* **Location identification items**
****************************************

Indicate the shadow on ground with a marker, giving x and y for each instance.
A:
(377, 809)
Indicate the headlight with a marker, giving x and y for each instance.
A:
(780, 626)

****************************************

* **To do**
Reproduce every line of the records above verbatim, with nothing changed.

* **Solution to this task**
Indicate the shadow on ground with a marker, giving x and y for each instance.
A:
(377, 809)
Indicate the headlight with a marker, giving x and y for each instance.
A:
(780, 626)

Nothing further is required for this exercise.